=== 課題 1 ===
人事権に関する資料によると、中核市の中で意見が一致しているのはどのような点か。
=== 課題 2 ===
人事権に関する資料の続きを書いてください。

=== 本文 ===
···

これまでの主な意見と論点

 <1.人事権について>

【総論】

  ○ 都道府県教育委員会は、教職員の人事権の行使に当たっては、都道府県内における教育の機会均等及び教育水準の維持向上のために相当な措置を講じている。

  ○ 離島への異動の問題などは人事権の所在を変更することに伴って新たに生じる問題ではなく現在でもあり、都道府県教育委員会が必要な対応を行っている問題である。ここで議論すべきことは、仮に中核市等に人事権を移譲したとして、教育の機会均等、教育水準の維持向上のために現在都道府県教育委員会が講じている措置と同様のことが、制度上担保できるような仕組ができるかどうかを検討することではないか。

 

(1)広域人事異動の仕組みについて

【主な意見】

  ○ 人事権を移譲したとしても、独立独歩ではだめで、都道府県、指定都市、中核市の三者が集まって、広域調整を確立していけば支障はないのではないか。

  ○ 中核市の中でも、広域調整の仕組みは必要であるという意見で一致している。ただ、その中身については県によってだいぶ違う。制度上、何らかの協議会を設置するということを規定すればよいと思う。

···

[記録]
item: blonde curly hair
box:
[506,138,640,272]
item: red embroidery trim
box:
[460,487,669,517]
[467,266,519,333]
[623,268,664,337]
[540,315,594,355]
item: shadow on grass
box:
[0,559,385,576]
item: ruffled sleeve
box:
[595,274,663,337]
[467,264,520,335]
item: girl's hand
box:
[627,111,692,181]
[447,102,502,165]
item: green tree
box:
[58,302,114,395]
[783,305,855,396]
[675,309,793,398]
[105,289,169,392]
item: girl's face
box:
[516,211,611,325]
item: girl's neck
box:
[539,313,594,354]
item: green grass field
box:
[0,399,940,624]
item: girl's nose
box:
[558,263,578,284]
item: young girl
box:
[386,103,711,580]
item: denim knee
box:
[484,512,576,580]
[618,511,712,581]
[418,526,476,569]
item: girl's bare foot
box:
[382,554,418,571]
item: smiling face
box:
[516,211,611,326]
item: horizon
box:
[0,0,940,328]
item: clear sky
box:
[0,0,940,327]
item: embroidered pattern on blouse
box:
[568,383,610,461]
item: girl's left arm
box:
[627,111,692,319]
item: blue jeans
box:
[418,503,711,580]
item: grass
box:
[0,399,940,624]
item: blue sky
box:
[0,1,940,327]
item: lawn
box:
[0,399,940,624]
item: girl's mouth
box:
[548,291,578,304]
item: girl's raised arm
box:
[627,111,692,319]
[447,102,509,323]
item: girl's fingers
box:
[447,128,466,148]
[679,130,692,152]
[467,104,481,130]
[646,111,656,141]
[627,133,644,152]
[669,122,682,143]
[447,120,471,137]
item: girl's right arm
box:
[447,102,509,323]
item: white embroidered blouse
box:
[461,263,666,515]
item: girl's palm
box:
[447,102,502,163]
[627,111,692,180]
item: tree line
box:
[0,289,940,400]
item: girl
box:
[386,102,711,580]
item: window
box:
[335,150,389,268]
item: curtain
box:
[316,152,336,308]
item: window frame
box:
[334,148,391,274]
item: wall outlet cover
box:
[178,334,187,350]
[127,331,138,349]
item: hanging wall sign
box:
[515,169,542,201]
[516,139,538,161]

···

=== 解答 1 ===
広域調整の仕組みは必要であるという点。

=== 解答 2 ===
  ○ 当県では、人事を行う会議にはすべて中核市が出席し、中核市の人事は中核市がやっている。ただし、広域で動かなければならない場合には、県が調整している。各県によって事情が異なると思うが、当県では中核市が人事権を持っているのに近い形になっており、うまく機能していると考える。

  ○ 市町村に移譲するとした場合に、広域調整を行う組織をつくるという意見があったが、同様の権限をもつ広域組織間で調整するのは難しい。よほど強力な調整権者がいないと機能しない。

  ○ 県が人事を行うことで、公平性や客観性における責任を担っている。人事については、いろいろな利害がからむものであり、市町村の力関係が出てくるものでもある。今でも、県と市は、人事異動について綿密な事前協議を行っている。いずれにせよ、どこかが調整権限を持つというのであれば、県がいいのではないか。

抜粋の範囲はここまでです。